Description of the task: Return the material below in full and exactly.

(Records)
************

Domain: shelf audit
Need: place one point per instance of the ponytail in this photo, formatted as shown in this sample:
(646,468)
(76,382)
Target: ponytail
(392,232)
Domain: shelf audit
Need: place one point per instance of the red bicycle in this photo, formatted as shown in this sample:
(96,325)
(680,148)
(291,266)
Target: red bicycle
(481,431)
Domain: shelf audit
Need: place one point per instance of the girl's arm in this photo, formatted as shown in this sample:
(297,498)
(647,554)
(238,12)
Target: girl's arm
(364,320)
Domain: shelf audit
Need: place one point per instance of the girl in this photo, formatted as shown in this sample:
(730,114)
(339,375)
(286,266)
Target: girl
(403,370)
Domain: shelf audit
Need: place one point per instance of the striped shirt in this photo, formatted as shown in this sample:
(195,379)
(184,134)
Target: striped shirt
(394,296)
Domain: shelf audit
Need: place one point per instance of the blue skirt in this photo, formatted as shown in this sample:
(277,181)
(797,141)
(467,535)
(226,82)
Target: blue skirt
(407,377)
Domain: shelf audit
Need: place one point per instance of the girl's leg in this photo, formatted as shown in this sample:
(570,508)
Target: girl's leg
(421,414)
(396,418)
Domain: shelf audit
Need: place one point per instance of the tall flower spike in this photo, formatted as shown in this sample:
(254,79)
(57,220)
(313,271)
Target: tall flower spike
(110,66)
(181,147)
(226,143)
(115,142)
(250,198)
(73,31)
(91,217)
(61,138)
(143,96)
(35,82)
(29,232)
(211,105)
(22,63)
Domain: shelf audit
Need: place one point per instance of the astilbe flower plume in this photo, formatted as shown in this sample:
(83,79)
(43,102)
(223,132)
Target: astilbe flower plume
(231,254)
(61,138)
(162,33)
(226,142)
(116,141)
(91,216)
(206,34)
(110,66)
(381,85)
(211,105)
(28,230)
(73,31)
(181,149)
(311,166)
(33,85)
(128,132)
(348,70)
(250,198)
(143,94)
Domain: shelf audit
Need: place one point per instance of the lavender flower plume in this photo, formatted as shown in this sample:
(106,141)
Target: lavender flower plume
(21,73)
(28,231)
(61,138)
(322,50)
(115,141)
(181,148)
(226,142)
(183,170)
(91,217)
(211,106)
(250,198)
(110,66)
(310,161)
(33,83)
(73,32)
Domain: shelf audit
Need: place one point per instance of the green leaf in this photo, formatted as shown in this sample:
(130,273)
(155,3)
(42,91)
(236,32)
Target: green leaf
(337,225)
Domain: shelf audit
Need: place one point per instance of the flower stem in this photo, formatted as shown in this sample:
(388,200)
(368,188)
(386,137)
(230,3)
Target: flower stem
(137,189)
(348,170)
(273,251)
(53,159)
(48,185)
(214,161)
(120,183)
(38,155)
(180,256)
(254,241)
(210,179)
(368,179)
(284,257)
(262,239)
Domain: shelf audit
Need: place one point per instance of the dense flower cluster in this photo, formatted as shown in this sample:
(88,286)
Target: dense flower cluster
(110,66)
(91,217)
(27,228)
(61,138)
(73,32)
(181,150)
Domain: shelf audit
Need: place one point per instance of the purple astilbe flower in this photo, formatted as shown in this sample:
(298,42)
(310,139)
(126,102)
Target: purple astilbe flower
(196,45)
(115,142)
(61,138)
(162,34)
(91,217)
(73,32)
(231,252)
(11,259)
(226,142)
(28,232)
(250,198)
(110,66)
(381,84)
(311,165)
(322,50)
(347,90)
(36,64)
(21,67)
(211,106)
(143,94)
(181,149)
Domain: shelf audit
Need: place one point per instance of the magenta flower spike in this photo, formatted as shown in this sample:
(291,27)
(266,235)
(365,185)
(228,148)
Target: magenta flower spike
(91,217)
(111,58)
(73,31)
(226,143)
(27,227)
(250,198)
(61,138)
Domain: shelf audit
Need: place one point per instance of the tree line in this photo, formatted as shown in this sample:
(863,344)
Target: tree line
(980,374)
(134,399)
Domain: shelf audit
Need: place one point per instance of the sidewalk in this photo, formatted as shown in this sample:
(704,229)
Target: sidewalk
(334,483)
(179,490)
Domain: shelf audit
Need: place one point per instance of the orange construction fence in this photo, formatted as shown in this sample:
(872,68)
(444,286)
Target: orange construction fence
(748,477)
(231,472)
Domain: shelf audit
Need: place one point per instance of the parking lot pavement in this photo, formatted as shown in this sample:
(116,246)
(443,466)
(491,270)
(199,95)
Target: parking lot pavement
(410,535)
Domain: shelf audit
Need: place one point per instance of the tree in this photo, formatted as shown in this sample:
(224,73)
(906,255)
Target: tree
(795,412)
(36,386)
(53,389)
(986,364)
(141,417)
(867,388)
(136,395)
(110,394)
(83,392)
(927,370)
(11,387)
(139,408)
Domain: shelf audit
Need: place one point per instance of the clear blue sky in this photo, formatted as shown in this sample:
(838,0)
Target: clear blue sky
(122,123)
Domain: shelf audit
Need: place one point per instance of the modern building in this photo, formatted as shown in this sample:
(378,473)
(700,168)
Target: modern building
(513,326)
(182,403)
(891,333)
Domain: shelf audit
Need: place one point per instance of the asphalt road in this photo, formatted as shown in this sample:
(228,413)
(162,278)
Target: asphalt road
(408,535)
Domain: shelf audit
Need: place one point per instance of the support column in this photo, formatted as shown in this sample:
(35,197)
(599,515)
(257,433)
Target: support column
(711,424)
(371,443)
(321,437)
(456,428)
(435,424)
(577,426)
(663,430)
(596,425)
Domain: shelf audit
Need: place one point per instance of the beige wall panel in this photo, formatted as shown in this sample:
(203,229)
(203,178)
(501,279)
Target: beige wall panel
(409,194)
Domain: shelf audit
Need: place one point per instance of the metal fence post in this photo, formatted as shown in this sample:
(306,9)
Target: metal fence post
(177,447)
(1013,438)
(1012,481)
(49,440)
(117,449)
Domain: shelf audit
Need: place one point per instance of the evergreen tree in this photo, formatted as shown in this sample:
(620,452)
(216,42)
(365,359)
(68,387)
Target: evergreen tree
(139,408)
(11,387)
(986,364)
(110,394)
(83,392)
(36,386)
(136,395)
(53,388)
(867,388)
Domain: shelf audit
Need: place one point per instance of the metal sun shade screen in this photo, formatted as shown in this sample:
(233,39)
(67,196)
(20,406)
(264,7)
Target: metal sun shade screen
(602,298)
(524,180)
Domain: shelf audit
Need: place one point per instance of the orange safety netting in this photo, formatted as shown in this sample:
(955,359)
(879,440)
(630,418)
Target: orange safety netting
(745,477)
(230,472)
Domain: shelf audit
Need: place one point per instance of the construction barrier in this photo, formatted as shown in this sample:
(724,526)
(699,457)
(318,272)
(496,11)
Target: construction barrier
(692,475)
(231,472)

************

Complete output:
Domain: shelf audit
Need: place one point per instance of the ponytail in this photo, formatted as shown in this sample:
(646,468)
(76,382)
Target: ponytail
(392,232)
Domain: shelf audit
Need: place one point per instance of the red bicycle in this photo, formatted as shown in this sample:
(96,325)
(680,148)
(291,266)
Target: red bicycle
(481,431)
Domain: shelf audit
Need: place one point per instance of the girl's arm in this photo, formatted as shown in this sample:
(297,498)
(647,554)
(238,12)
Target: girl's arm
(364,320)
Domain: shelf audit
Need: place one point per instance of the girl in this photo, formatted as shown in this sample:
(730,114)
(339,375)
(286,266)
Target: girl
(403,370)
Domain: shelf audit
Need: place one point per instance of the striped shirt in this photo, formatted as shown in this sample:
(195,379)
(184,134)
Target: striped shirt
(394,296)
Domain: shelf audit
Need: place one point per instance of the blue skirt in this photo, formatted as shown in this sample:
(277,181)
(797,141)
(467,535)
(226,82)
Target: blue skirt
(407,377)
Domain: shelf audit
Need: place one point per instance of the girl's leg in this photo, formatted as shown in this sample:
(570,508)
Target: girl's leg
(421,414)
(396,418)
Domain: shelf audit
Need: place one point per instance of the tall flower spike in this photo, formatted as shown in this sample:
(254,79)
(57,220)
(313,271)
Target: tall flower spike
(110,66)
(181,147)
(226,143)
(115,142)
(250,198)
(73,31)
(91,217)
(61,138)
(143,96)
(35,82)
(29,232)
(211,105)
(22,63)
Domain: shelf audit
Need: place one point per instance of the astilbe flower plume in this photo, formatted as shown in this sample:
(83,79)
(43,102)
(223,132)
Target: astilbe flower plume
(231,254)
(61,138)
(162,33)
(226,142)
(116,141)
(91,216)
(206,34)
(110,66)
(381,85)
(211,105)
(28,230)
(73,31)
(181,149)
(311,166)
(33,85)
(128,132)
(348,70)
(250,198)
(143,94)
Domain: shelf audit
Need: place one point per instance of the lavender flower plume in this photo, formatted as shown in this sample:
(106,141)
Target: lavender flower plume
(21,73)
(28,231)
(61,138)
(322,50)
(115,141)
(181,148)
(226,142)
(183,170)
(91,217)
(211,106)
(250,198)
(110,66)
(310,161)
(33,83)
(73,32)
Domain: shelf audit
Need: place one point per instance of the green leaf in this photo, formatted as shown in this sample:
(130,273)
(155,3)
(42,91)
(236,32)
Target: green leaf
(337,225)
Domain: shelf audit
Need: place one point per instance of the flower stem in this photo, formatted as shown in this sample:
(388,200)
(368,188)
(386,137)
(230,3)
Target: flower stem
(137,189)
(348,170)
(273,251)
(53,159)
(48,185)
(214,161)
(120,183)
(38,155)
(180,256)
(254,241)
(210,179)
(368,179)
(284,257)
(262,239)
Domain: shelf audit
Need: place one point per instance of the dense flower cluster in this photo, formatted as shown in this sample:
(88,286)
Target: dense flower cluster
(110,66)
(91,217)
(27,228)
(61,138)
(73,32)
(181,150)
Domain: shelf audit
Need: place one point per instance of the purple astilbe flower in this photo, formatted as shown in this sample:
(298,42)
(310,139)
(126,102)
Target: purple astilbe flower
(196,45)
(115,142)
(61,138)
(162,34)
(91,217)
(73,32)
(231,252)
(11,259)
(226,142)
(28,232)
(250,198)
(110,66)
(381,84)
(311,165)
(322,50)
(347,90)
(36,64)
(21,67)
(211,106)
(143,94)
(181,149)
Domain: shelf audit
Need: place one point per instance of the magenta flower spike in this photo, formatted as shown in this sample:
(291,27)
(266,235)
(365,185)
(228,148)
Target: magenta flower spike
(91,217)
(111,58)
(73,31)
(226,143)
(27,227)
(250,198)
(61,138)
Domain: shelf audit
Need: place one point per instance of the tree line in this photo, formatted as shown in this sample:
(863,344)
Target: tree line
(980,374)
(134,399)
Domain: shelf audit
Need: place one point per instance of the sidewalk in this photo, formatted as shown in this sample:
(704,229)
Target: sidewalk
(334,483)
(179,490)
Domain: shelf audit
Need: place one point per instance of the orange construction fence in this photo, formatted as shown in this sample:
(872,68)
(444,286)
Target: orange construction fence
(748,477)
(231,472)
Domain: shelf audit
Need: place one point per instance of the parking lot pavement in this photo, formatted as shown in this sample:
(116,246)
(443,466)
(491,270)
(199,95)
Target: parking lot pavement
(410,535)
Domain: shelf audit
Need: place one point per instance of the tree in this photo, formatted as shown in this sample:
(224,73)
(906,255)
Target: tree
(795,412)
(36,386)
(53,389)
(986,364)
(141,417)
(867,388)
(136,395)
(110,394)
(83,392)
(927,370)
(11,387)
(139,408)
Domain: shelf audit
Need: place one point per instance of the clear blue sky in this photo, formatted as shown in this sample:
(838,0)
Target: clear blue sky
(122,123)
Domain: shelf audit
Need: place one point per instance of the modern building in this photo, formatted as shown in this sample:
(378,473)
(700,168)
Target: modern building
(513,326)
(182,403)
(891,333)
Domain: shelf audit
Need: place one point per instance of the asphalt road in this photo, formatted as shown in this sample:
(228,413)
(162,278)
Target: asphalt road
(408,535)
Domain: shelf audit
Need: place one point per instance of the support column in this photo, formatted as shown in this sample:
(35,197)
(599,515)
(257,433)
Target: support column
(711,424)
(371,443)
(321,437)
(456,428)
(435,424)
(577,426)
(663,430)
(596,425)
Domain: shelf audit
Need: place one point per instance of the beige wall panel in this photo, formatted as shown in this sample:
(203,229)
(203,178)
(501,279)
Target: beige wall panel
(409,194)
Domain: shelf audit
Need: place one point per instance of the metal fence post in this photo, formatted as shown in this sample:
(306,9)
Target: metal fence post
(177,447)
(1013,438)
(1012,481)
(49,440)
(117,449)
Domain: shelf audit
Need: place one point per instance of the evergreen tree in this photo, formatted as shown in this sample:
(620,452)
(216,42)
(365,359)
(68,387)
Target: evergreen tree
(139,408)
(11,387)
(986,364)
(110,394)
(83,392)
(36,386)
(136,395)
(53,388)
(867,388)
Domain: shelf audit
Need: place one point per instance of the metal sun shade screen in this photo, formatted as shown in this sample:
(233,39)
(67,196)
(20,406)
(264,7)
Target: metal sun shade screen
(602,298)
(524,180)
Domain: shelf audit
Need: place one point per instance of the orange safety netting in this photo, formatted as shown in this sample:
(955,359)
(879,440)
(630,418)
Target: orange safety netting
(745,477)
(230,472)
Domain: shelf audit
Need: place one point per instance of the construction barrier in this photo, formatted as shown in this sample:
(724,526)
(699,457)
(318,272)
(496,11)
Target: construction barrier
(692,475)
(231,472)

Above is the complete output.